Your instructions: In the copy, keep every record exact and leave out all images.

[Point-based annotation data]
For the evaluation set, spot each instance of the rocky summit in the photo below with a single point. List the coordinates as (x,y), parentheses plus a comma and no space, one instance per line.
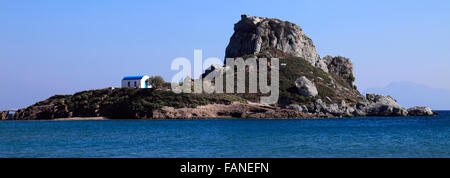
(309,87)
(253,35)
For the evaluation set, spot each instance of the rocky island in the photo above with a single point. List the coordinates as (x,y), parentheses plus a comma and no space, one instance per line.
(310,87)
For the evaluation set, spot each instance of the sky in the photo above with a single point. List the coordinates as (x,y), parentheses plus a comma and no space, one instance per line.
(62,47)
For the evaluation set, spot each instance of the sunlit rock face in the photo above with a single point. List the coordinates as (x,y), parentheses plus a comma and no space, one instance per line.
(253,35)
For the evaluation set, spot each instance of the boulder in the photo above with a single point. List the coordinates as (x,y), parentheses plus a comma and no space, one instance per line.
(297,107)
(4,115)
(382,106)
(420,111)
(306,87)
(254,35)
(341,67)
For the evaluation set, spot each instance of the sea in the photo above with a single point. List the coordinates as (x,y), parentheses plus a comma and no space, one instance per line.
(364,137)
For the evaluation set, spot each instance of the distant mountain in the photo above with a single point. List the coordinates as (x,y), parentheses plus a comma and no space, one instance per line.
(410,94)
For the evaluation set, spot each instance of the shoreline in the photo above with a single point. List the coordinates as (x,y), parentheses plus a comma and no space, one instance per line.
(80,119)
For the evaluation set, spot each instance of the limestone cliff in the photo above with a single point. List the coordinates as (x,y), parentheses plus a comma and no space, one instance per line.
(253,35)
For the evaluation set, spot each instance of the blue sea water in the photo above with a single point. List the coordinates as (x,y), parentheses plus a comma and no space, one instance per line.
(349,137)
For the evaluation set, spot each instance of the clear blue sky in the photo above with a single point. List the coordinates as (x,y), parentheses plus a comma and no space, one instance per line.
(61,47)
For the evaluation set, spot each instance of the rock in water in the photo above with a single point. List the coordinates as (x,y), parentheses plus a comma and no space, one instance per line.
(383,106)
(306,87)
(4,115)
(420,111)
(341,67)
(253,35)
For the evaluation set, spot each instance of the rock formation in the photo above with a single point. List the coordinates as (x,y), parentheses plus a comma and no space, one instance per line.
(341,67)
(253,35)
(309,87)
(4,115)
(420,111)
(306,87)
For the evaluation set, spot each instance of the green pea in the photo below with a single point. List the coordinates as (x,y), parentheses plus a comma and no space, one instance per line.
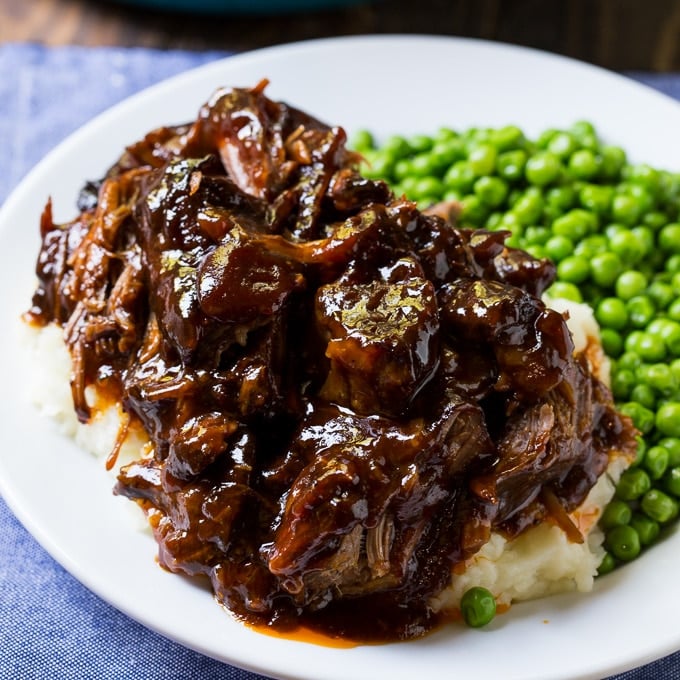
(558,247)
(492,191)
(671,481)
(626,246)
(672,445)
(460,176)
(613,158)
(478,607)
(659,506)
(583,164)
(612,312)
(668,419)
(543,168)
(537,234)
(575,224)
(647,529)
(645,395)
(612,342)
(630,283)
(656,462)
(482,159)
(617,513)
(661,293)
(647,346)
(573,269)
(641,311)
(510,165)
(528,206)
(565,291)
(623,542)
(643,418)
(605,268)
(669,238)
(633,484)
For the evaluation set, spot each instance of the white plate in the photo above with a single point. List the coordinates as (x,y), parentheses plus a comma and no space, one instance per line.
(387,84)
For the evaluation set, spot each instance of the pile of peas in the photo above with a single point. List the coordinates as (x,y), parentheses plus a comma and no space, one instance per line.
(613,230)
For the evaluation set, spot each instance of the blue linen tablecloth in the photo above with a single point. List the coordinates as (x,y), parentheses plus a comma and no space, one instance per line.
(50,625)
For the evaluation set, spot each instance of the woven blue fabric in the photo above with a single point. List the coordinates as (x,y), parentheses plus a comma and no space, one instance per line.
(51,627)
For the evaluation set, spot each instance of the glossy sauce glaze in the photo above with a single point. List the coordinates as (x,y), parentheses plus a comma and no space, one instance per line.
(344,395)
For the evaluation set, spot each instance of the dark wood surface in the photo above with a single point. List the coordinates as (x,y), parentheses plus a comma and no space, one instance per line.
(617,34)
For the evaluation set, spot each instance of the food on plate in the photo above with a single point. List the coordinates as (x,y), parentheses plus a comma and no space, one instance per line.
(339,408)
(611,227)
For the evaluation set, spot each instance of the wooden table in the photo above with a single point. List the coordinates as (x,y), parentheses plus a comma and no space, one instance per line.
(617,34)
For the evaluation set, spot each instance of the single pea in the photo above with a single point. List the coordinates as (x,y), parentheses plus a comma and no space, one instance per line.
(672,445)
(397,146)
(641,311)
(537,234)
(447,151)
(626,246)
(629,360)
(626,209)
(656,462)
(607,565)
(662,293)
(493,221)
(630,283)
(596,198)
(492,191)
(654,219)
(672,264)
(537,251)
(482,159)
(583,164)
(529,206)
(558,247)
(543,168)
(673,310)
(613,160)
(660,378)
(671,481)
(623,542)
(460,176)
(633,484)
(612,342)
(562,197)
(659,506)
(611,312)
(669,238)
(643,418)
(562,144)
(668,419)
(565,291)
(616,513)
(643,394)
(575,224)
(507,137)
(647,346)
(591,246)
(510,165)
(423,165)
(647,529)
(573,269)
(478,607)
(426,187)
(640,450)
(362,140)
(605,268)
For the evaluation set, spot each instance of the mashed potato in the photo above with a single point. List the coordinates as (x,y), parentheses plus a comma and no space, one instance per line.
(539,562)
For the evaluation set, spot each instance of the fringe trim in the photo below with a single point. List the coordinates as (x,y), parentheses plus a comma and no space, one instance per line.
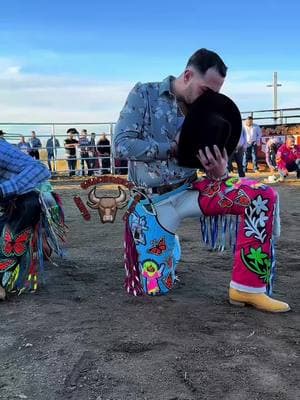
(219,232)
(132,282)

Exercise answer:
For the evaluation set, spot each instance of the rocky summit in the photo below with a single point. List the coordinates as (x,y), parentheses plus a comma and no space, one instance per line.
(309,87)
(253,35)
For the evaluation set, spot each instance of the rocky island in the photo above with a single point. List the coordinates as (x,y), parentheses plus a comma and no space, one instance per line.
(310,87)
For the evaluation set, spot each instance of the sky in the photo above with a single point. List the coordinates as (x,y), parentheses plus a comma and no space, one instance per line.
(62,47)
For the evaluation set, spot each instance of the sunlit rock face in the photo above with a single point. List the coordinates as (x,y), parentheses plus a comma and no space, one instance per line.
(253,35)
For the evaluation set, spot each instance of the boulder in the photo above with a single point. List the coordinates as (x,y), parentheses plus a comma and no space, one instance per line.
(297,107)
(4,115)
(382,106)
(420,111)
(306,87)
(254,35)
(341,67)
For the evaluation set, spot each instance of the sea in the photo above with a single point. List the coordinates as (x,y), parentheses plus a comma and no space, one instance per line.
(364,137)
For the evaluation set, spot each instance of the distant mountain in the photo above with a single point. List the coordinates as (x,y), parentheses plus a comma and no space, one instance per line.
(410,94)
For the evaluation set, spot each instance of the shoreline in the photo above with a single point. List the coordinates as (x,y), parentheses plus a comma and no space, one instance per line.
(80,119)
For the evaluation set, spot each instance of the limestone cliff in the photo above with a single point. List the coordinates as (x,y), parentheses plus a comma and no space, one instance per line.
(253,35)
For the evaluation set, spot each instance of the blue sea water in the photo above with a single point. List the coordinates as (x,y), parentheses plus a comma and no space, one instance per line.
(349,137)
For the evaluation set, spot each instance of the clear blue sky in the photo above with a single point. List the coordinates as (x,y), parentheses plus a comma and no space, one instance per line.
(61,47)
For the evaluation set, spot each instance of the rock in water in the photo above with a single point. List the coordinates as (x,y), parentheses plus a comma and no space, one instance per line.
(383,106)
(306,87)
(4,115)
(420,111)
(341,67)
(253,35)
For the evaluation set, spot each instance of the rock formation in the photo above with a single point. List the coordinates as (x,y), parentheses plus a comma and no space, one instance per line.
(341,67)
(253,35)
(309,87)
(4,115)
(420,111)
(306,87)
For the evaluation set, spot each instance of the green pea in the photo below with a single point. List the coordinates as (x,y), parentheses plus a comma and no space, one instance per line.
(558,247)
(492,191)
(671,481)
(626,246)
(672,445)
(460,176)
(613,158)
(478,607)
(659,506)
(583,164)
(612,312)
(668,419)
(543,168)
(537,234)
(575,224)
(647,529)
(645,395)
(612,342)
(630,283)
(656,462)
(482,159)
(617,513)
(661,293)
(647,346)
(573,269)
(641,311)
(510,165)
(528,206)
(565,291)
(623,542)
(643,418)
(605,268)
(669,238)
(633,484)
For the evaluation set, spot each instance of the white plate in the photo above with a single point. List the coordinates as (x,y), parentheses plus a comma and no space, one instance per line.
(387,84)
For the evaluation set, spot each instance of the pile of peas in the photo above with a single point. List the coordinates as (x,y), parentheses plus a comma and no space, one instance per line.
(613,230)
For the evaluation set, spot each instance of the blue linen tablecloth in the photo above with a single point. List the coordinates as (x,y), parentheses plus a comma and no space, one instance per line.
(50,625)
For the evaluation set, spot each instance of the woven blue fabric in the photo above with a single point. List the coordinates as (x,y), parentheses plus a comma and no space, one instance per line.
(51,627)
For the evaluation set, spot each instance of the glossy sauce glaze in the photo above with a single point. List the coordinates as (x,y), parentheses plus a comma and no space, one instance per line.
(344,395)
For the evaluation set, spot each instance of the dark wood surface in the photo above with a single point. List the coordinates as (x,y), parentheses plus a comma and no space, one instance per line.
(617,34)
For the evaluation set, spot each instance of the food on plate in the photo above with a single point. List the coordinates as (x,y), parentheses plus a comma and no space, one instance per line.
(339,408)
(611,227)
For the evaluation set, spot each instance of the wooden table in the photo above with a single point. List the coordinates as (x,y), parentheses plus a comma and no space, one instance per line.
(617,34)
For the evaluation set, spot each instance of the single pea in the photo above with a single point. List the coordinates as (x,y), parentheses plus a comma and no space, one instance per line.
(672,445)
(397,146)
(641,311)
(537,234)
(447,151)
(626,246)
(629,360)
(626,209)
(656,462)
(607,565)
(662,293)
(493,221)
(630,283)
(596,198)
(492,191)
(654,219)
(672,264)
(537,251)
(482,159)
(583,164)
(529,206)
(558,247)
(543,168)
(673,310)
(613,160)
(660,378)
(671,481)
(623,542)
(460,176)
(633,484)
(612,342)
(562,197)
(659,506)
(611,312)
(669,238)
(643,418)
(562,144)
(668,419)
(565,291)
(616,513)
(643,394)
(575,224)
(507,137)
(647,346)
(591,246)
(510,165)
(423,165)
(647,529)
(573,269)
(478,607)
(426,187)
(640,450)
(362,140)
(605,268)
For the evaluation set, spot each instance of the mashed potato in the photo above with a single point. List the coordinates as (x,y), parentheses plus a comma and no space, one instance per line.
(539,562)
For the evaluation set, spot each instance of the fringe trim in the photo below with a single point. List the coordinates as (x,y), parentheses plus a comma and no space, one instance per line.
(219,232)
(132,282)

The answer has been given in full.